__Exercise__. Without the pictures, give every record again exactly.

__Exercise input__.
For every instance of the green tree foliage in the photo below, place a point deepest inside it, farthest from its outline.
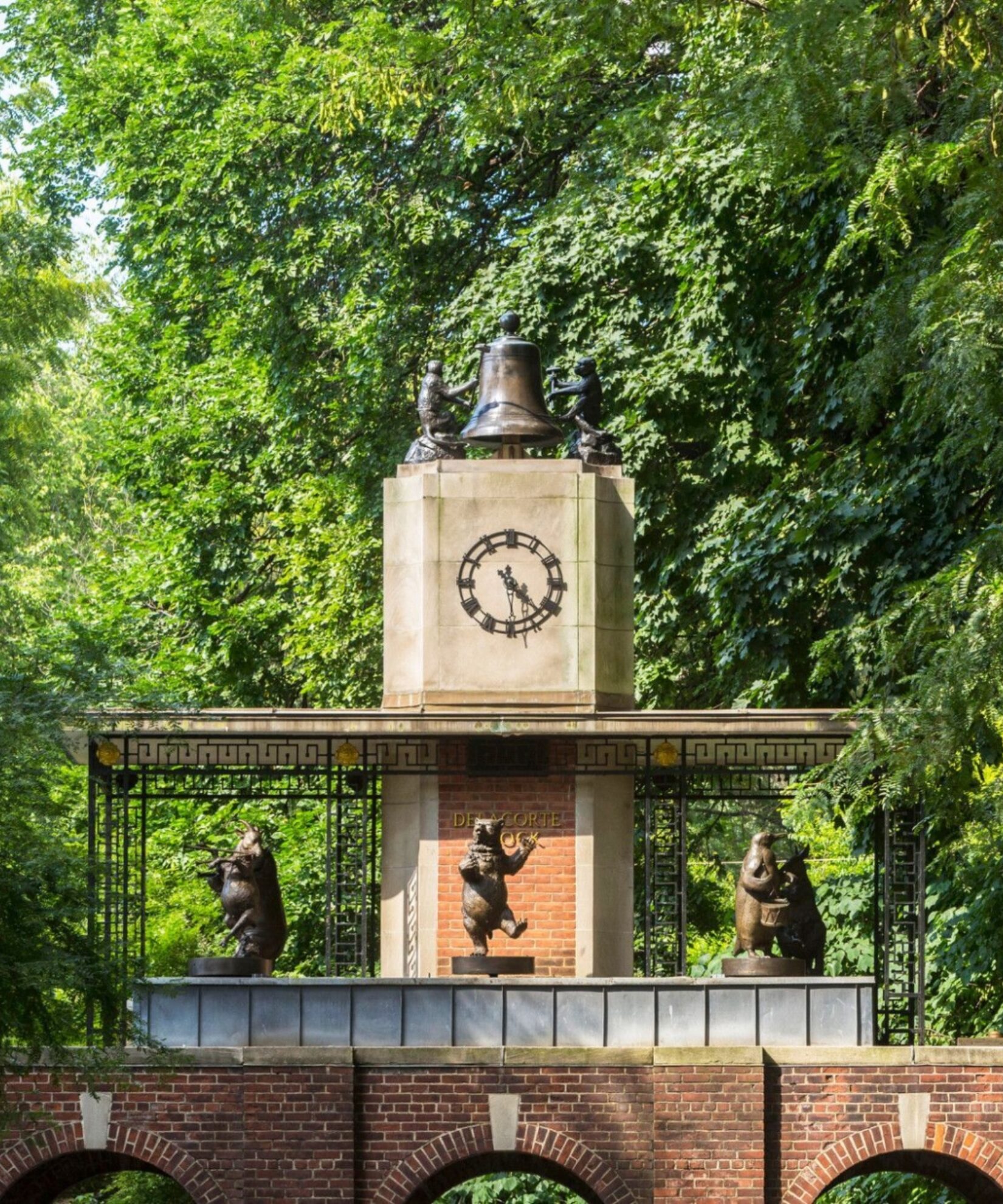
(128, 1188)
(890, 1188)
(511, 1188)
(45, 672)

__Response to the task__.
For every instance of the green tree foliage in the photo below, place a point deepest inside it, farthest from its outline.
(128, 1188)
(890, 1188)
(511, 1188)
(45, 672)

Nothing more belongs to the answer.